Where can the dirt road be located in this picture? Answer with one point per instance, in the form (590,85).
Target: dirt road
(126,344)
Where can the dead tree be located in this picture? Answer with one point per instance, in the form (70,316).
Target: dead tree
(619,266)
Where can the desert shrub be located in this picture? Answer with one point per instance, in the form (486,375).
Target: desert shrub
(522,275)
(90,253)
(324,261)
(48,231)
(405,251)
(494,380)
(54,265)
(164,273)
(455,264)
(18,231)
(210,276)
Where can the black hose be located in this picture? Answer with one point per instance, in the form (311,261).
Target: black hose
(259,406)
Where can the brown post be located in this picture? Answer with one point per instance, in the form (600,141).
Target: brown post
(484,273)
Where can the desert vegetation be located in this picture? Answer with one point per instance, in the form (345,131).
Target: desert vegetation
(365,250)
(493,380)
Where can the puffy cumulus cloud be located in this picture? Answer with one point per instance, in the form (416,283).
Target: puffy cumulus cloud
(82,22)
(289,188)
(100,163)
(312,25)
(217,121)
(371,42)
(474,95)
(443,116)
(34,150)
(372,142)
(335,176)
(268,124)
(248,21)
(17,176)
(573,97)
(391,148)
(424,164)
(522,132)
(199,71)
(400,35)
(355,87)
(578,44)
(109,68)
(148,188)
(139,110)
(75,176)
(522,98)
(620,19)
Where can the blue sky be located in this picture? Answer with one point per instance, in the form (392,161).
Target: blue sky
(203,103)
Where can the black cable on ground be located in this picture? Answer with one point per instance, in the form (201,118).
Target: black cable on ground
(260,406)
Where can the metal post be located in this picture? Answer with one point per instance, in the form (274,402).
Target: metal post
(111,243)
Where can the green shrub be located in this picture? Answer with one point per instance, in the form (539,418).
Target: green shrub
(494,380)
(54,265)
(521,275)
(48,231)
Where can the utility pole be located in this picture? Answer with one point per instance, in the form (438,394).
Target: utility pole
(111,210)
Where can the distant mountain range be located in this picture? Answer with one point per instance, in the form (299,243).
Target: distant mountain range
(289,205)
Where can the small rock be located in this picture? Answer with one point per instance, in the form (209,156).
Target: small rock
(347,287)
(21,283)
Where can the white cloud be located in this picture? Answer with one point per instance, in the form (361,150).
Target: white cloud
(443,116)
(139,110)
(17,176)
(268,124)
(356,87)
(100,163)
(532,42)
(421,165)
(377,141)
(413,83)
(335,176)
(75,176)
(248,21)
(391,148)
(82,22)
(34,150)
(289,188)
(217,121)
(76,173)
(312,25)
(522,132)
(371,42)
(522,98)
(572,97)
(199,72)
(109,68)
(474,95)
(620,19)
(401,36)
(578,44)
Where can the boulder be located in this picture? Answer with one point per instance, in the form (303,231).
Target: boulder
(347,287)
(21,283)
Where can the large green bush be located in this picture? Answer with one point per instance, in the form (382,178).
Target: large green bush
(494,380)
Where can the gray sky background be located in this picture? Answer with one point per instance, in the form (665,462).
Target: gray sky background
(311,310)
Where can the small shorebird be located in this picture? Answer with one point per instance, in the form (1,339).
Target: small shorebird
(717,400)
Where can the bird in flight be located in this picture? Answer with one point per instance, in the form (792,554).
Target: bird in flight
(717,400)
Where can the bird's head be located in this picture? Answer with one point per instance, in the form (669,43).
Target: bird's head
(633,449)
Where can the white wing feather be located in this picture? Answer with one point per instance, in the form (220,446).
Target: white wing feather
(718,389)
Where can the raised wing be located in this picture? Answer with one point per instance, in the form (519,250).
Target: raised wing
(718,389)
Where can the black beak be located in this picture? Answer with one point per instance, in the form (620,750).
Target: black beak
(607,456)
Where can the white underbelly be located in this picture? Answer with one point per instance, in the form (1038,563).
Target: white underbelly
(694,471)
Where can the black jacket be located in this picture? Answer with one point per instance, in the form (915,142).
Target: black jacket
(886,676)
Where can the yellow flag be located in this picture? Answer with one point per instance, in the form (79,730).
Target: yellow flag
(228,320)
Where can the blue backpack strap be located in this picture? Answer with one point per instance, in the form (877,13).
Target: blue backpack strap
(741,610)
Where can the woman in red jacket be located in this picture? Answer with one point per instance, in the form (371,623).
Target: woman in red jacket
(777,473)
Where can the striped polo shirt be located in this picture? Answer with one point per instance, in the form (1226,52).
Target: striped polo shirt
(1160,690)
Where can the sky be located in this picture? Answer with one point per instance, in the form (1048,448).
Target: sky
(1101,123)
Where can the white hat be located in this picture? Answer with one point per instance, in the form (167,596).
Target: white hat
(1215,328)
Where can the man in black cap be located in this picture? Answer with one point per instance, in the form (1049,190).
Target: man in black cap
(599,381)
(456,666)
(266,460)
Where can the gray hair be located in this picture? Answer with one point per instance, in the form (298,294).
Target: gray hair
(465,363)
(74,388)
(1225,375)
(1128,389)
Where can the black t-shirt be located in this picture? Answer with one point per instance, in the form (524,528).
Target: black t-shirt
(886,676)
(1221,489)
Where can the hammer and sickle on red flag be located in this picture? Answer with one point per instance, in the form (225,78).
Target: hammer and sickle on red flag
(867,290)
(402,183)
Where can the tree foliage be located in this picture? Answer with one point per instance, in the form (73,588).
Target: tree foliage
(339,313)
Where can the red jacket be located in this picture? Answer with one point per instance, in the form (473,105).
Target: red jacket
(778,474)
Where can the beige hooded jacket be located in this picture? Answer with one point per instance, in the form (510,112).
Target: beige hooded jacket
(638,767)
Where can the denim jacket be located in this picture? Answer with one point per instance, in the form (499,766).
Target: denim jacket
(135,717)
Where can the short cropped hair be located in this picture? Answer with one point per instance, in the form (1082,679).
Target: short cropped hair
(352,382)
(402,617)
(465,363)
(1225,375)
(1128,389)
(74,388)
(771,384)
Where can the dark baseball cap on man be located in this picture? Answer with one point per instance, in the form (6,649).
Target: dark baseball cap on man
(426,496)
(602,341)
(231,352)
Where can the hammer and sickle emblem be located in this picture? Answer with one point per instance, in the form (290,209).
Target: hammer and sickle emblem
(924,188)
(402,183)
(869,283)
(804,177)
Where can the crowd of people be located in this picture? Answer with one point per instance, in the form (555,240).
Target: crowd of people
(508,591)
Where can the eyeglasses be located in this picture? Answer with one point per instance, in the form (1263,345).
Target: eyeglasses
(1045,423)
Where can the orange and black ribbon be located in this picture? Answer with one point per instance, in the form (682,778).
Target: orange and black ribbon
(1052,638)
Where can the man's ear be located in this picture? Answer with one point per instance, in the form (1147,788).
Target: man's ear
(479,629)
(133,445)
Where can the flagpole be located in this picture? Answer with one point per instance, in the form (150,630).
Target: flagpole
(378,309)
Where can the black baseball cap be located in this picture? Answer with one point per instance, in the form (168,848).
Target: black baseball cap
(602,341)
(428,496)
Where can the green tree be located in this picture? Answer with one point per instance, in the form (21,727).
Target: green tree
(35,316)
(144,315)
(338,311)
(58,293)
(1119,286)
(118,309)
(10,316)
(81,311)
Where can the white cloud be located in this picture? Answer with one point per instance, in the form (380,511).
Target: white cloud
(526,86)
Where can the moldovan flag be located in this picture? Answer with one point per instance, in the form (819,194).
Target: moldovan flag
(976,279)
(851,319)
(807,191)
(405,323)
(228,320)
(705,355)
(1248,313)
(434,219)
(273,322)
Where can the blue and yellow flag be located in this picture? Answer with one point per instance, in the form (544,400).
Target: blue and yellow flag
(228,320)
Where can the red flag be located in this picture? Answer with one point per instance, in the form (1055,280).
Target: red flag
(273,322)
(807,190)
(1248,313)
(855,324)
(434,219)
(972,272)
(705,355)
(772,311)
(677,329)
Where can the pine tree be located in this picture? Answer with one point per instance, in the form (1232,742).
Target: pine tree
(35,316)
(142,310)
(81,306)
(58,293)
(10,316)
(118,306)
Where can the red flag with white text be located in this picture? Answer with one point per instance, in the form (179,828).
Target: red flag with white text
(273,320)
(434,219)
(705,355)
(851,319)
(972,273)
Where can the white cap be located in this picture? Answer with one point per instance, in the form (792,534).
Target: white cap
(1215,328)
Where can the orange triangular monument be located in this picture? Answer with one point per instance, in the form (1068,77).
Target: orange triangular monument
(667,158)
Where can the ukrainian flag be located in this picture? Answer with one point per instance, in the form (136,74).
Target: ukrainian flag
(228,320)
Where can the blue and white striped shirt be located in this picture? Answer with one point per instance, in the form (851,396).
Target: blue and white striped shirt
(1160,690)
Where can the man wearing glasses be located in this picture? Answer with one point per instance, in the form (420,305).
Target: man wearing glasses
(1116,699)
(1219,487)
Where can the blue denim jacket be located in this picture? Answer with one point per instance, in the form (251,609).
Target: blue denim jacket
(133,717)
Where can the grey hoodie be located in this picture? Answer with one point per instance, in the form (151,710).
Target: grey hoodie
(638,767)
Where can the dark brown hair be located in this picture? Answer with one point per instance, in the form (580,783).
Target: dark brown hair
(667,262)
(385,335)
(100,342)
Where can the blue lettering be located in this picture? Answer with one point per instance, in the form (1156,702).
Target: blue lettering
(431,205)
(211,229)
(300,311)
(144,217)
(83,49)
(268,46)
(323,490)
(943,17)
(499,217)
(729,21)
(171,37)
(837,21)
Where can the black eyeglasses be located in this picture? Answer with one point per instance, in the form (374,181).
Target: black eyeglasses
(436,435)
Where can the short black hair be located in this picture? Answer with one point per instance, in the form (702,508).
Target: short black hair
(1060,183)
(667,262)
◇ ◇ ◇
▸ Exercise task
Copy out exactly the lines running from the line with "Where can the ukrainian" to the end of the records, inclusive.

▸ Finished answer
Where can the ukrainian flag be located in this picture? Answer with one point per instance, in the form (136,74).
Target: ukrainian flag
(228,320)
Where can the blue and white striped shirt be located in this picture? Answer with one point per instance, in the form (851,396).
Target: blue and white striped shirt
(1160,690)
Where can the man wearing glasses be located in this picture? Answer with one point per instance, in the form (420,305).
Target: man wearing glasses
(1116,699)
(1219,487)
Where can the blue denim jacket be located in this picture? Answer with one point per instance, in the form (251,609).
Target: blue denim jacket
(133,717)
Where can the grey hoodie be located in this picture? Answer with one point per instance, in the form (151,710).
Target: grey hoodie
(638,767)
Where can the dark brown hair be located in this picture? Answer with one point per instance, in the form (580,783).
Target: dark brown hair
(667,262)
(385,335)
(100,342)
Where can the blue lettering be located in this picture? Answer with one point per instance, in the form (1156,702).
Target: blue lettering
(431,205)
(211,229)
(300,311)
(144,217)
(83,49)
(268,46)
(323,490)
(943,17)
(499,217)
(729,21)
(171,37)
(837,21)
Where can the black eyeglasses be located in this picture? Answer with one point per instance, in the form (374,181).
Target: black eyeglasses
(436,435)
Where can the short black hair be located in this picture? Answer with one point per instance, in the form (702,508).
Target: short black hair
(1060,183)
(667,262)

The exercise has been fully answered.